** Opening SOURCE DOCUMENT block **

Last year, the Legislature voted to curb campaign contributions to local government officials from those affected by official business. While the new law is very narrow, it now faces a legal challenge.
A wave of corruption scandals has washed over California’s local governments in recent years, particularly in Southern California.
Bribery and self-dealing is so common among small cities in Los Angeles County that the speaker of the state Assembly, Anthony Rendon, has described the area he represents as a “corridor of corruption.”
Last month, Jose Huizar, a member of the Los Angeles City Council for 15 years, pleaded guilty to federal charges of racketeering and tax evasion for extorting at least $1.5 million in bribes from developers of real estate projects.
This week, another former Los Angeles councilman, Mark Ridley-Thomas, went on trial in federal court for allegedly, as a county supervisor, routing contracts to the University of Southern California in return for benefits for his son, former assemblyman Sebastian Ridley-Thomas, including a $100,000 grant to the son’s nonprofit corporation.
Out-and-out bribery violates both state and federal law and quite a few local officials, both elected and appointed, and some state legislators have been prosecuted.

** Closing SOURCE DOCUMENT block **
** Opening AVAILABLE DATA block **

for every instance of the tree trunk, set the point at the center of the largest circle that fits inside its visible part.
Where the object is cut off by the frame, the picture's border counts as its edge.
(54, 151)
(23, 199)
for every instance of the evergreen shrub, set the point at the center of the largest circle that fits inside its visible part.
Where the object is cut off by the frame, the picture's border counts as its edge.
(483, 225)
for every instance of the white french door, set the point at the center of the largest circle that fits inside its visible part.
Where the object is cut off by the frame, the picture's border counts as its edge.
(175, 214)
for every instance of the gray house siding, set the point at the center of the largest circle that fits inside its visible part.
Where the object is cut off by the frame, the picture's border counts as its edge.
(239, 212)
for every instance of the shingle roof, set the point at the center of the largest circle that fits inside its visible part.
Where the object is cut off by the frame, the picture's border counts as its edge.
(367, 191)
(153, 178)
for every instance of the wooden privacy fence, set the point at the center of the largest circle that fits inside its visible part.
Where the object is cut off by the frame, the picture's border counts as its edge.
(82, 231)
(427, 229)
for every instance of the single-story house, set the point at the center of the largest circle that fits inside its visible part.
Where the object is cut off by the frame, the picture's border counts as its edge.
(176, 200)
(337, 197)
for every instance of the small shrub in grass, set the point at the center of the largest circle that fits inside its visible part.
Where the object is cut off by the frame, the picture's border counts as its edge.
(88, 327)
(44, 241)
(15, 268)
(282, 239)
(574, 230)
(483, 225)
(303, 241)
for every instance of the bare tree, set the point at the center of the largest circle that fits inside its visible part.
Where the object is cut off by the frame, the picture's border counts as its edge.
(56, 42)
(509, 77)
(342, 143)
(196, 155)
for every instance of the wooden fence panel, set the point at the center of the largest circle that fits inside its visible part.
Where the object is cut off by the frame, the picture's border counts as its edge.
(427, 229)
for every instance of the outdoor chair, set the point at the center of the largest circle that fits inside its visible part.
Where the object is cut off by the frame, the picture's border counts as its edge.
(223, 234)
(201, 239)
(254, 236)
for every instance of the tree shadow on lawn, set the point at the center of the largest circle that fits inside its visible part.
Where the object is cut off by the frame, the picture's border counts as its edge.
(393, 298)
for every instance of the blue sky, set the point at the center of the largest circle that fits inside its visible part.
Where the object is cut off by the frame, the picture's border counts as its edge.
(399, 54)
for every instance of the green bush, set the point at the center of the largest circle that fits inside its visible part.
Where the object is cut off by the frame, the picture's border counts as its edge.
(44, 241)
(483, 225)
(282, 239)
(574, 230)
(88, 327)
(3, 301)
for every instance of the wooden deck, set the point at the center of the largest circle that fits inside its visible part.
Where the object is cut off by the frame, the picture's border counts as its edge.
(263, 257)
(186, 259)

** Closing AVAILABLE DATA block **

TASKS TO PERFORM =
- A) According to the text on California local government corruption, what federal charges did Jose Huizar plead guilty to?
- B) Continue the text on California local government corruption from where it stops.

RESPONSES =
- A) Racketeering and tax evasion.

- B)
Just below blatant tit-for-tat bribery, legally speaking, is another layer known colloquially as “pay-to-play.” Those seeking beneficial acts from political figures, such as trash hauling contracts or development permits, understand that they need to make campaign contributions to increase their chances of success.
In the 1980s, the Legislature enacted laws to curb campaign contributions to elected officials who sit on state boards. They were inspired by allegations that local government officials sitting on the California Coastal Commission were being showered with campaign money from property developers.
Last year, state Sen. Steve Glazer, an Orinda Democrat who once was the city’s mayor, carried a bill to expand the 1980s laws to local governments. Senate Bill 1439 was backed by political reform groups and sailed through the Legislature without a single negative vote or formal opposition.
The new law went into effect on Jan. 1, essentially prohibiting contributions of more than $250 to any local elected official from anyone seeking contracts, permits or licenses from the board or council on which the official serves. It would be retroactive, requiring the official who received such contributions in the past to give the money back.
Last month, a coalition of business groups and a few elected officials sued to overturn the law, saying it “is overbroad and violates the constitutional rights of thousands of contributors and local elected officials.”
“We have become numb to the legal corruption that has enveloped our democracy,” Glazer said this week in response. “Pay-to-play is antithetical to an honest and ethical government, and it should be rooted out and killed like a cancer that has affected the body politic.”
While the situation Glazer seeks to address is a real one, his new law could ensnare an official who innocently accepted a campaign contribution, and perhaps spent it to get elected, only to learn months later that his vote would affect a contributor.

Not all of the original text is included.